> 指示 1
本文で、ジョブの各種処理の例として括弧内に挙げられているものをすべて挙げよ。

> 本文抜粋
SDSF

SDSF(System Display and Search Facility:システム表示/検索機能)は、MVSとJES2をモニターし、管理し、制御するための情報を提供するz/OSのオプショナル・プロダクトです。位置付けはオプションですが、ほとんどのユーザーで導入され使用されています。製品の主な機能には次のようなものがあります。

  • 活動中のシステム・アドレス空間や実行中のジョブの状態を一覧表示する
  • 終了したあるいは実行中のジョブのSYSOUT一覧や各SYSOUTの内容を表示する
  • ジョブの各種処理(ホールド、リリース、キャンセル、パージなど)を行う
  • イニシエーターの停止や起動、クラスの変更を行う
  • プリンターの停止や起動、クラスやフォームの変更を行う
  • NJEノードや回線の制御
  • SYSLOGやOPERLOGの表示、MVSコマンドなどの投入
  • 未応答リプライメッセージの表示とメッセージへの応答
  • JES2ジョブクラスの一覧表示とそのクラス属性の変更
  • Unixシステムサービスのアクティブ・プロセスの表示

多くのシステム状態の表示や操作の機能がありますが、全体に影響するような操作機能についてはアドミニストレーター権限やオペレーター権限のないユーザーでは実行できずメニューパネルにも表示されません。一般のユーザーの場合、自分がサブミットしたジョブの状態表示やキャンセル、SYSOUT内容の表示やパージなどに限られ、他の人のジョブの中身を見たり、SYSLOGの表示などは認められません。

> 演習データ

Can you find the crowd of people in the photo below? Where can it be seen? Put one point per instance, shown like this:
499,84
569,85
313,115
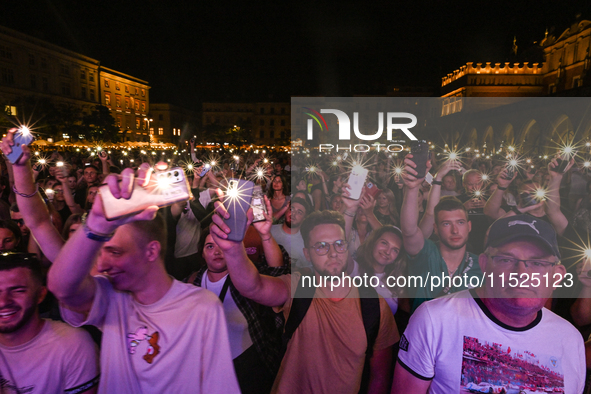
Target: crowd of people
168,300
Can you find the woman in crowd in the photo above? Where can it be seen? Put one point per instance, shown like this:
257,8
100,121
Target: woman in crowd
279,195
381,255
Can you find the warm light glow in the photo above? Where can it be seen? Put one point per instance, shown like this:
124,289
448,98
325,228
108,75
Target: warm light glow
540,194
24,130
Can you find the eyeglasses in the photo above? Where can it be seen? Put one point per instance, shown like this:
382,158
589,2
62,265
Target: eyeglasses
533,265
298,212
322,248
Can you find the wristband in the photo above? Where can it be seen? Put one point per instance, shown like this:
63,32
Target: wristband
25,195
517,211
94,235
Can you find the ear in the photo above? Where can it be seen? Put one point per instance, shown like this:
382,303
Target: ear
153,250
307,254
482,260
41,294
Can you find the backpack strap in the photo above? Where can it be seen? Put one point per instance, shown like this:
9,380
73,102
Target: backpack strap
370,313
299,307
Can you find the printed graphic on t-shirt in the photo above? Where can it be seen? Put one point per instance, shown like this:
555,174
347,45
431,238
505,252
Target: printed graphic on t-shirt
6,386
489,367
141,334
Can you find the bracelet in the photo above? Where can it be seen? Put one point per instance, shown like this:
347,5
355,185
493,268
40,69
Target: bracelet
100,237
516,210
26,195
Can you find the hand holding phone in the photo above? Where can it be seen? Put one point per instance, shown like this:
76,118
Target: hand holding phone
237,199
259,209
356,182
420,156
22,136
163,188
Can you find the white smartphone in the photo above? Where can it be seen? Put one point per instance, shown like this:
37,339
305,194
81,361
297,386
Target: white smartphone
165,188
356,181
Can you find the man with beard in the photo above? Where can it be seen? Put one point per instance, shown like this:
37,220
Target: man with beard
497,334
326,352
288,234
449,257
38,355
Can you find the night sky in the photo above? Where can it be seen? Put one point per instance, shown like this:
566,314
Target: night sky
195,51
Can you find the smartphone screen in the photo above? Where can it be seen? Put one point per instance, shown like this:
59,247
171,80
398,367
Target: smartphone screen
258,205
356,181
420,155
237,201
22,136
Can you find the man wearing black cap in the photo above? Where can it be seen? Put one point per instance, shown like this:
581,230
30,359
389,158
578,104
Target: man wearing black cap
501,337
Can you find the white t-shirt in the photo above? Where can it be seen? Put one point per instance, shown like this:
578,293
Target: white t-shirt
237,325
179,344
59,359
293,244
458,343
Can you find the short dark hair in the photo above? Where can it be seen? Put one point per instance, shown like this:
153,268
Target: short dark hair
93,167
153,230
285,190
317,218
449,203
303,203
11,260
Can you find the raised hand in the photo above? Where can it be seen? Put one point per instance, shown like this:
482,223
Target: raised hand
8,142
409,175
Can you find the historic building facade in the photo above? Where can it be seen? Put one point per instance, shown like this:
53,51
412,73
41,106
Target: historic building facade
564,71
33,67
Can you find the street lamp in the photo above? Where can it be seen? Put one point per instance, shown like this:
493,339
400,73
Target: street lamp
149,134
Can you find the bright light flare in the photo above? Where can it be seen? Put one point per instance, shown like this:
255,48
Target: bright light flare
24,130
540,194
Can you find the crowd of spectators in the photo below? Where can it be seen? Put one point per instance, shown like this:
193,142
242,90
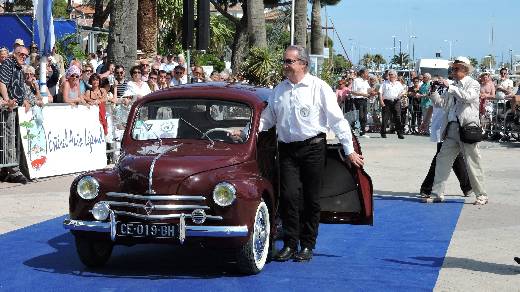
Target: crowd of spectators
96,81
361,91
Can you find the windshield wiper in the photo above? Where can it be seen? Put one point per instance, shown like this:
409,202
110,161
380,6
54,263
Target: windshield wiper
198,130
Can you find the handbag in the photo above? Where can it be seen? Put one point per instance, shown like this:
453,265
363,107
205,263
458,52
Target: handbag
470,133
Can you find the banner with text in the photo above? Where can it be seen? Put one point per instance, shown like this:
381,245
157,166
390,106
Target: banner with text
60,139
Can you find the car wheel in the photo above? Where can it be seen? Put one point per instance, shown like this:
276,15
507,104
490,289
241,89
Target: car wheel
93,253
252,256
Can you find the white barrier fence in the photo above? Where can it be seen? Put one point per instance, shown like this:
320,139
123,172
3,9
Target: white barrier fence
60,139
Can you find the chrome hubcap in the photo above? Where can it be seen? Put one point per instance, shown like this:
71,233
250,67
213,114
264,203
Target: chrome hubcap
261,234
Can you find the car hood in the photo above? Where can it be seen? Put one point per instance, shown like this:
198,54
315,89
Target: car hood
169,165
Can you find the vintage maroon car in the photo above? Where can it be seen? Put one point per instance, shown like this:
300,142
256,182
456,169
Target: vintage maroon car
181,179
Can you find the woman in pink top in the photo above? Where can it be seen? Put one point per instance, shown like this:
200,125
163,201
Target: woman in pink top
487,91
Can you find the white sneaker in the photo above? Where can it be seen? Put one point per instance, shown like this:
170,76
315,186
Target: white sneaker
468,194
481,200
433,199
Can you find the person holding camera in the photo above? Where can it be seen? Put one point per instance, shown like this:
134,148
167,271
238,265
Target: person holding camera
460,102
390,99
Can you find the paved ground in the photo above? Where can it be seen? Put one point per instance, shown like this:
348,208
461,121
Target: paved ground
480,256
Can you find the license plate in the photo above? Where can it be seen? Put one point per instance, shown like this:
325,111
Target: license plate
151,230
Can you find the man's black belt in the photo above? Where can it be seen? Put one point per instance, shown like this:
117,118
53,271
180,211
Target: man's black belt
313,140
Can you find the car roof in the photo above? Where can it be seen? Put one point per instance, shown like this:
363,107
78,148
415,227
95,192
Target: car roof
233,91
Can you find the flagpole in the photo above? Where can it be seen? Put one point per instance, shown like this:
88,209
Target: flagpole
43,12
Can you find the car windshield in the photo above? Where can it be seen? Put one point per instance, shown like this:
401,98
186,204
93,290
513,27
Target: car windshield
205,119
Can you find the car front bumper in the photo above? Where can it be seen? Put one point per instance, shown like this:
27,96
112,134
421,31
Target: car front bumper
184,230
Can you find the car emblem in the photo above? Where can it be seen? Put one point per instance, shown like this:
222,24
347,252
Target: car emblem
149,207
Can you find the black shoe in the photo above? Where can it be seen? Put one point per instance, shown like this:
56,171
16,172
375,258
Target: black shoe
285,254
17,178
304,255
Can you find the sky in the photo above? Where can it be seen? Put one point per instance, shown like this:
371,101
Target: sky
368,26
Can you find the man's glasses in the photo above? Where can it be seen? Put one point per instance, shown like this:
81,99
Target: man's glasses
289,61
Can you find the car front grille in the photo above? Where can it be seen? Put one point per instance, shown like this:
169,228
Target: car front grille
159,207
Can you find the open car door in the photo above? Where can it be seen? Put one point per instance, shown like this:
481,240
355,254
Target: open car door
347,192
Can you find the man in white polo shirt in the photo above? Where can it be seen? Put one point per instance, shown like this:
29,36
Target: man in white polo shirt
360,92
390,99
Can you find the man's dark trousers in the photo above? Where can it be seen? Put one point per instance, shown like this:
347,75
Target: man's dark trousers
459,167
392,107
361,106
301,170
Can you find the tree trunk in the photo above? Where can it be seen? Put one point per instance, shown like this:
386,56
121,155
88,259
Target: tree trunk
240,44
256,23
122,45
316,36
147,27
300,23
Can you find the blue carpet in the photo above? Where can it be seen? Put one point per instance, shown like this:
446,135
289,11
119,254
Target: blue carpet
404,250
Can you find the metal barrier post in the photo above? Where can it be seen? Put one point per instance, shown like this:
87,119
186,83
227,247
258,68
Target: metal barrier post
9,156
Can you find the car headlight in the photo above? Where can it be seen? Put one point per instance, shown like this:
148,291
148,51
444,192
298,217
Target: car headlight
88,188
224,194
101,211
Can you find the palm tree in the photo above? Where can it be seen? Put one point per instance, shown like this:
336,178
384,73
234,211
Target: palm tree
101,14
367,60
256,23
300,22
400,59
240,41
316,27
316,35
147,27
378,60
122,46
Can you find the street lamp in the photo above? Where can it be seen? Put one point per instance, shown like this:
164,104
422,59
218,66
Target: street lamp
490,61
412,37
292,22
400,55
351,40
450,43
394,43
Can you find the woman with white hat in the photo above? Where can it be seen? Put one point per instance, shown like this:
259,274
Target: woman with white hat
460,101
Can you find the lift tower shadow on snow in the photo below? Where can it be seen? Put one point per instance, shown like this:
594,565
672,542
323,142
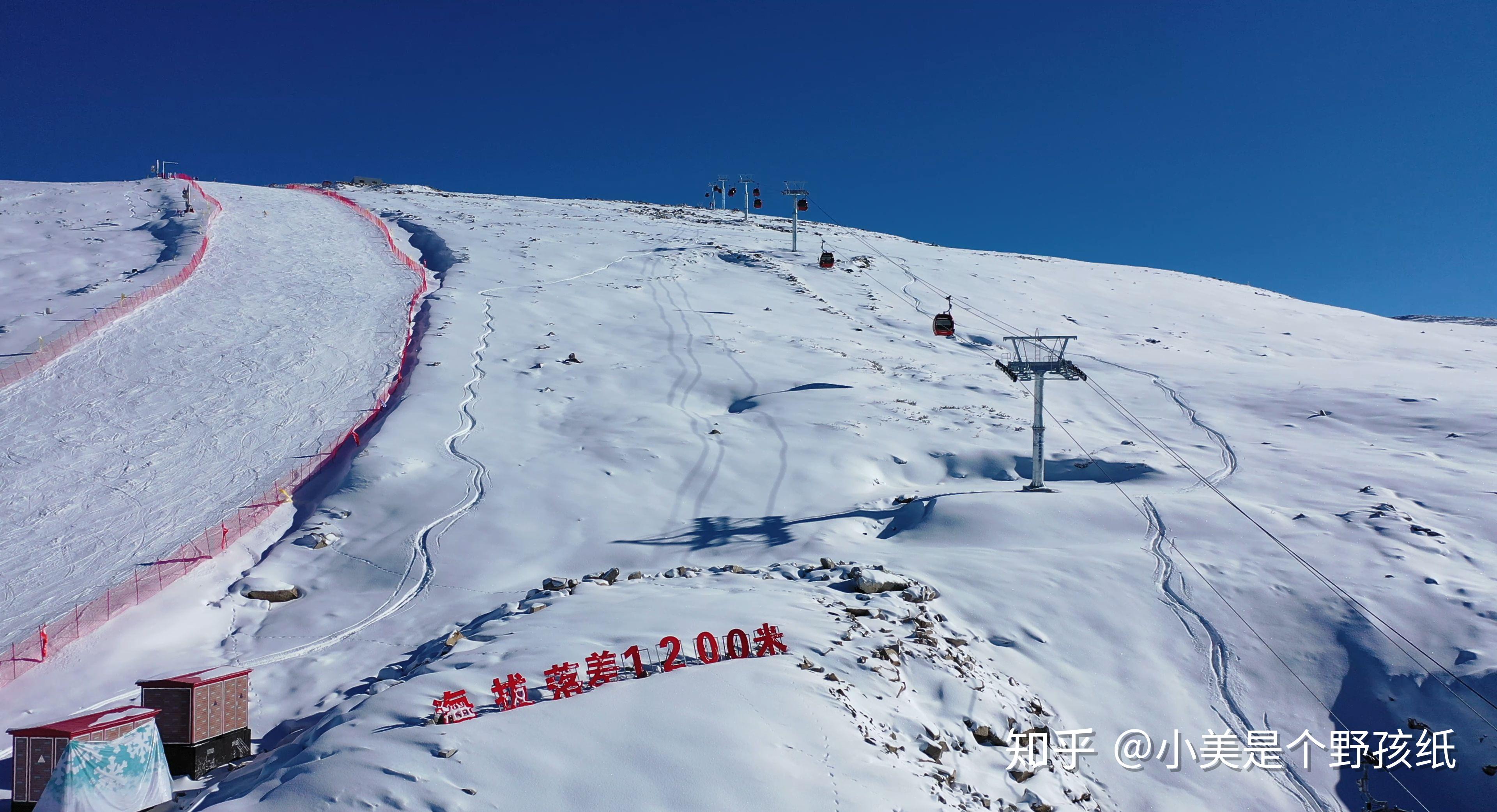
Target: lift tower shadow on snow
1032,358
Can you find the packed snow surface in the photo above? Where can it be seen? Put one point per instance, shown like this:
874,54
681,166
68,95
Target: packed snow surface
156,428
69,249
673,392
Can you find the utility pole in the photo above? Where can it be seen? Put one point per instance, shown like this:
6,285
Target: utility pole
797,192
1033,357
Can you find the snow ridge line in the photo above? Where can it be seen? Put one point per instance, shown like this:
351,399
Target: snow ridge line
87,617
116,312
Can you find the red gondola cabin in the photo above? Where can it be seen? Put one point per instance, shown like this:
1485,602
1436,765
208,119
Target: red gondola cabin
206,718
39,748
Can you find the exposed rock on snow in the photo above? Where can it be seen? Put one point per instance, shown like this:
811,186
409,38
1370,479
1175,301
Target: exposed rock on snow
870,582
267,590
876,717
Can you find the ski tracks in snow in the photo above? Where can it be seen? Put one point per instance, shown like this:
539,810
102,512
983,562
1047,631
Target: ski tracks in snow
1176,594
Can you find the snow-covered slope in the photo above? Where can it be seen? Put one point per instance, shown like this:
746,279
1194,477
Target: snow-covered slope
156,428
69,249
736,406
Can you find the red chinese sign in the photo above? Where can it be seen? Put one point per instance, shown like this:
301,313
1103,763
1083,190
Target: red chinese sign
602,667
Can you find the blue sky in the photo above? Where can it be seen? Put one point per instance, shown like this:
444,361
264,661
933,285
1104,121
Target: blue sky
1336,152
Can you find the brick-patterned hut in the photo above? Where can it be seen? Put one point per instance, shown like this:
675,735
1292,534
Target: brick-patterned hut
38,748
206,718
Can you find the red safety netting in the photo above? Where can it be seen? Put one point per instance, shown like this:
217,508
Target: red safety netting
119,310
147,581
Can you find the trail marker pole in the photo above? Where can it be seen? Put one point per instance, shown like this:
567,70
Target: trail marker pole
1035,357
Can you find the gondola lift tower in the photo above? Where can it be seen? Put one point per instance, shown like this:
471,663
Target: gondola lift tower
746,182
1035,357
797,192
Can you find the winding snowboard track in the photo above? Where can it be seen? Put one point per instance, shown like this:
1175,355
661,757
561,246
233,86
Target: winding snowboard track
1173,591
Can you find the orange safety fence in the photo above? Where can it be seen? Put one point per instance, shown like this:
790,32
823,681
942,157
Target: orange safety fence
150,579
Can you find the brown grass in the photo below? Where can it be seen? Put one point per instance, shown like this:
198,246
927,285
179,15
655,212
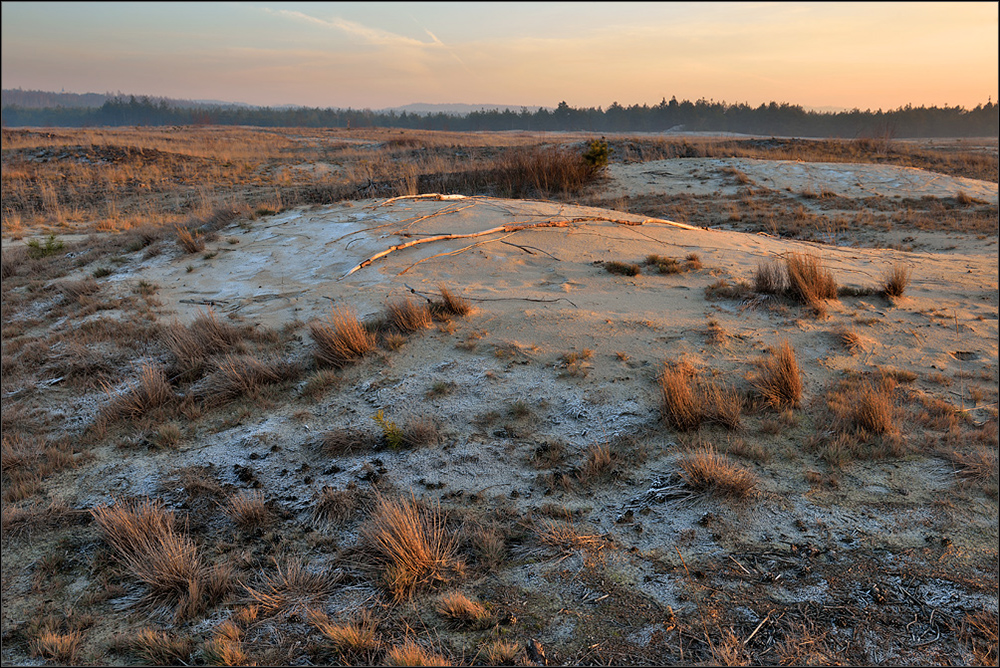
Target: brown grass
686,403
355,637
341,340
451,303
679,402
190,242
62,648
895,280
460,609
292,589
809,282
412,654
705,470
151,390
407,317
779,381
412,545
159,648
225,647
622,268
770,279
865,406
241,375
144,540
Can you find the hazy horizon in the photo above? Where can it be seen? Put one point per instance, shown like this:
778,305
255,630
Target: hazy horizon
822,56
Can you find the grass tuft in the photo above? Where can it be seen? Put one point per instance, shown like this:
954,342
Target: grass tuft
412,545
706,470
341,340
779,381
895,280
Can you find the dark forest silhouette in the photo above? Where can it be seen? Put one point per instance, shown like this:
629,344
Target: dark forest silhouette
776,119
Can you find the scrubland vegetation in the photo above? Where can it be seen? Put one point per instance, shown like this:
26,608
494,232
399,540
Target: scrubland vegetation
214,567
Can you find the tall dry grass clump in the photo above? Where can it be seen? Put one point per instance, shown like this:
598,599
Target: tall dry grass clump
451,303
190,242
241,375
149,391
865,406
292,589
341,339
770,279
686,403
779,381
357,636
809,282
62,648
460,609
145,541
895,280
705,470
412,654
679,404
412,545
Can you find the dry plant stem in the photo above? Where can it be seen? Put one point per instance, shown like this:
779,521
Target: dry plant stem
510,228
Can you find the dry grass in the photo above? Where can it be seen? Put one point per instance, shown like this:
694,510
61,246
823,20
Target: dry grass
144,539
895,280
357,637
461,610
239,376
190,242
61,648
809,282
451,303
407,317
679,401
686,403
705,470
412,654
622,268
341,340
779,381
225,647
158,648
502,653
412,545
770,279
151,390
865,406
292,589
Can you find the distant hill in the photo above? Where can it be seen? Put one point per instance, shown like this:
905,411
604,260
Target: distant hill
458,109
40,99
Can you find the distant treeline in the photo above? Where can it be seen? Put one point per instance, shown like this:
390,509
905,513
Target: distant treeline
703,115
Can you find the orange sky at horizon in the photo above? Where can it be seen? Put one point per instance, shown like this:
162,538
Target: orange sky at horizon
378,55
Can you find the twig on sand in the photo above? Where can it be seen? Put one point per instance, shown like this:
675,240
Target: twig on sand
514,227
456,252
509,228
496,299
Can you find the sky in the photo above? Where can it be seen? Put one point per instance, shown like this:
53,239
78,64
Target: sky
387,54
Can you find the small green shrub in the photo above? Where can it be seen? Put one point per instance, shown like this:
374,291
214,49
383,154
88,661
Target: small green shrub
597,154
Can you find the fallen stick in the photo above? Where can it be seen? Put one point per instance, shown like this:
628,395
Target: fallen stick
447,237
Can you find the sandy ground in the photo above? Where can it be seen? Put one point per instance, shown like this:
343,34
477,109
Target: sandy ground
542,293
704,176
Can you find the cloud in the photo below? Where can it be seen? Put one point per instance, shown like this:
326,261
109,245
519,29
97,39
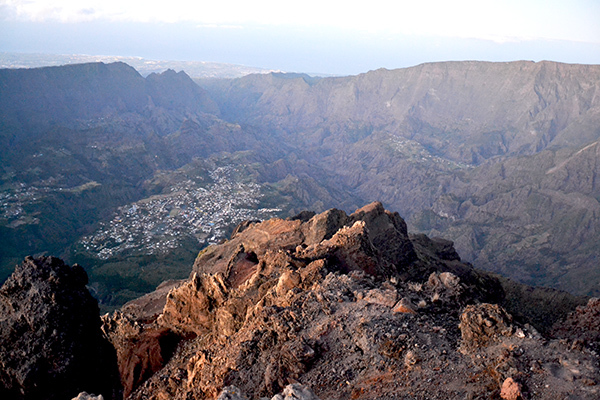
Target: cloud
500,21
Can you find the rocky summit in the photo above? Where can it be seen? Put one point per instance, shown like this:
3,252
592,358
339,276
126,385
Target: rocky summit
51,345
317,306
338,306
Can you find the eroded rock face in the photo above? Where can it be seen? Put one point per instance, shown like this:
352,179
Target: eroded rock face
484,323
51,345
348,315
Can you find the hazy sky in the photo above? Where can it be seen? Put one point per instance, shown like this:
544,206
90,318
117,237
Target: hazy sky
338,37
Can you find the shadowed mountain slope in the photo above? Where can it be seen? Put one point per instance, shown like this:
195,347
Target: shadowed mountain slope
499,156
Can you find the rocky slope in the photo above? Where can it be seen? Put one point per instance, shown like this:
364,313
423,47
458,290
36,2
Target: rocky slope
51,345
502,157
349,306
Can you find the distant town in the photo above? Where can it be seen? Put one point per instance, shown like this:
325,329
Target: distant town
160,223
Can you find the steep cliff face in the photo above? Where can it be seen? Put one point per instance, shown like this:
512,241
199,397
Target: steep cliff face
326,301
51,346
501,157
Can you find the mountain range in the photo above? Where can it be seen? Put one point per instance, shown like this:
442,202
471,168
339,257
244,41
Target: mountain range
501,158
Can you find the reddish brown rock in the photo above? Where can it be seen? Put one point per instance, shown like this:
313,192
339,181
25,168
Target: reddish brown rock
511,390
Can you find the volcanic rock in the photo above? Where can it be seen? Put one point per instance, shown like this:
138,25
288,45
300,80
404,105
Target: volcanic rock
270,308
51,345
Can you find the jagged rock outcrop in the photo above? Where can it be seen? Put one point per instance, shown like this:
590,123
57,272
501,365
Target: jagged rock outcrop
582,326
328,303
51,346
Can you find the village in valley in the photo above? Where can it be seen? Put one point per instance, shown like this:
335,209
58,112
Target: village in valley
160,223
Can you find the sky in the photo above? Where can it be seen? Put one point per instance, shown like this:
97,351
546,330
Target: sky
331,37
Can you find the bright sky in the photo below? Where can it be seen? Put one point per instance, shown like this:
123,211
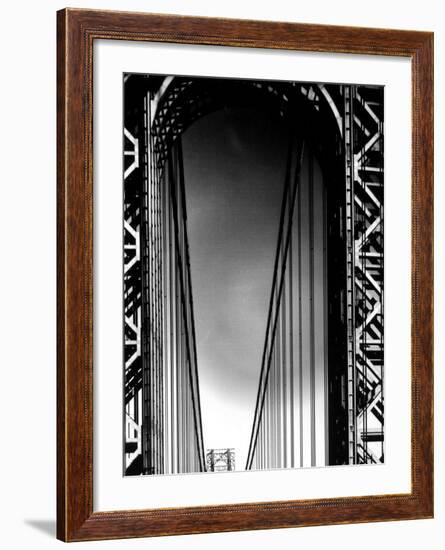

> 指示 2
上のエントリーのうち、「with」という語を含む行をすべて示せ。

> 回答全文 1
ホールド、リリース、キャンセル、パージ

> 回答全文 2
Can you find the man with beard in the photo above? Where can it be seen? Put one point per instance, shown like this:
Target: man with beard
Can you find the banner with text in the photo above? Where can it be seen? Put one point per instance, shown like this:
Target: banner with text
Can you find the woman with white hat in the photo above? Where can it be seen? Put one point per instance, shown like this:
Target: woman with white hat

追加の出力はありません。